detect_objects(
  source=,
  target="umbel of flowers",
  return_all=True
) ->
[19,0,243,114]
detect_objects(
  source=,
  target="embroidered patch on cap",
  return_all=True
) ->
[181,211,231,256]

--

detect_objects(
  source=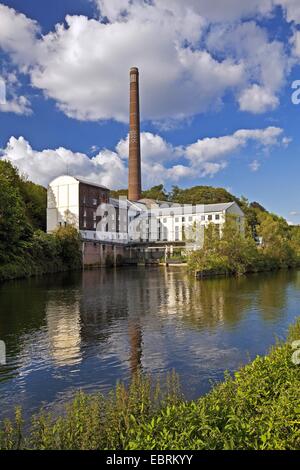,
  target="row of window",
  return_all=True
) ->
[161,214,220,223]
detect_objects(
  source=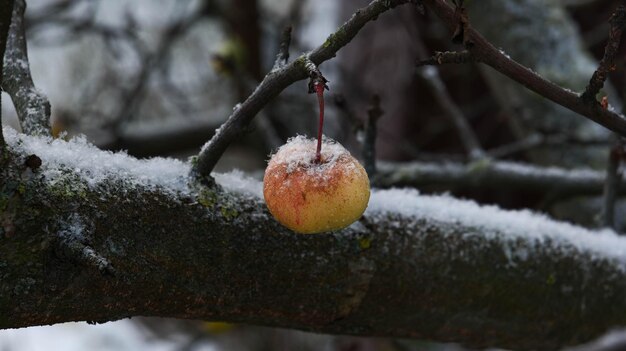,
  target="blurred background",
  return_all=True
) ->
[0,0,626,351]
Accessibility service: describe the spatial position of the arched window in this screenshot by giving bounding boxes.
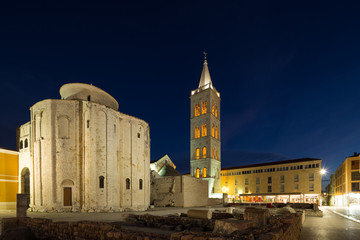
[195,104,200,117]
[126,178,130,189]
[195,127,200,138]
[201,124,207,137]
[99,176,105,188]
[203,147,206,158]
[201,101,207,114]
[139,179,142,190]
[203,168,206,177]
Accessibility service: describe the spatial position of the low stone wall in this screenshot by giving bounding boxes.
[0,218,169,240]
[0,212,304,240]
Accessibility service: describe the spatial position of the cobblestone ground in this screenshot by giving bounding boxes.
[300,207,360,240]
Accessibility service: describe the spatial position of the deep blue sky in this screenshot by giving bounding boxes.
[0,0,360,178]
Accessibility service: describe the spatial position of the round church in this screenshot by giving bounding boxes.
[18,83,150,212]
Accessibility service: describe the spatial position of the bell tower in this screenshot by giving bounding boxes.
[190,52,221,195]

--

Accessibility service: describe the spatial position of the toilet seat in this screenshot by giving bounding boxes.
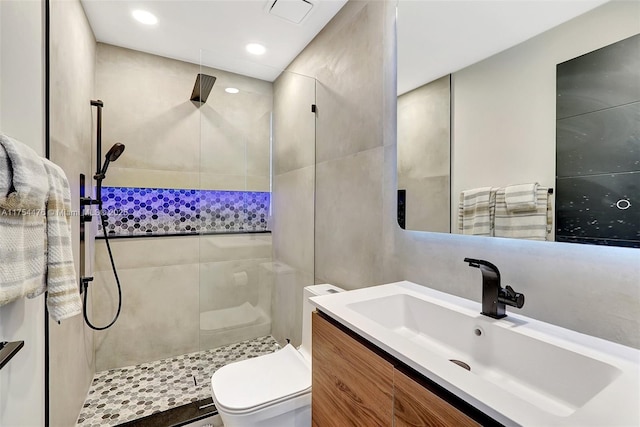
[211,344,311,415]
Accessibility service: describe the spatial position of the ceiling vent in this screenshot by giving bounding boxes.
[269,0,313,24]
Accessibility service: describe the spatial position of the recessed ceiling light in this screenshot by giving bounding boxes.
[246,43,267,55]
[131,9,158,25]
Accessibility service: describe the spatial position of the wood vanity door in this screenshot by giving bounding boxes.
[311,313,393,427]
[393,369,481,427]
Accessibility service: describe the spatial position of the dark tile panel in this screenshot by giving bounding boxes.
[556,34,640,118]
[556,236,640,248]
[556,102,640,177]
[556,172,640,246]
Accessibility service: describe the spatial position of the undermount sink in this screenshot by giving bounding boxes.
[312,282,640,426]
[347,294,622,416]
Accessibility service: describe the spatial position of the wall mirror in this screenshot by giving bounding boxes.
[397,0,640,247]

--

Required work >> Copy the items above word for word, starting with the line that contains "window in this screenshot by giving bounding boxes." and going on through the line that contains "[18,83,150,212]", including both of those lines. Leave the pictures out of your copy.

Answer for the task >>
Accessibility service: describe the spatial position of the arched window in this screenshot by giving bounding boxes.
[195,104,200,117]
[126,178,130,189]
[195,127,200,138]
[201,124,207,137]
[99,176,105,188]
[203,147,206,158]
[201,101,207,114]
[139,179,142,190]
[203,168,206,177]
Accessibility service: describe the spatial position of the low stone wall in this screenshot by giving bounding boxes.
[0,218,169,240]
[0,212,304,240]
Accessibility service: describe the spatial position of the cobblestone ground in this screenshot by giving bounding boxes.
[300,207,360,240]
Accessibility service: describe the spatial position of the deep blue sky in this screenshot by giving bounding boxes.
[0,0,360,178]
Accessibility service: describe the spatial position of the round church in this screenshot by giving bounding boxes.
[18,83,150,212]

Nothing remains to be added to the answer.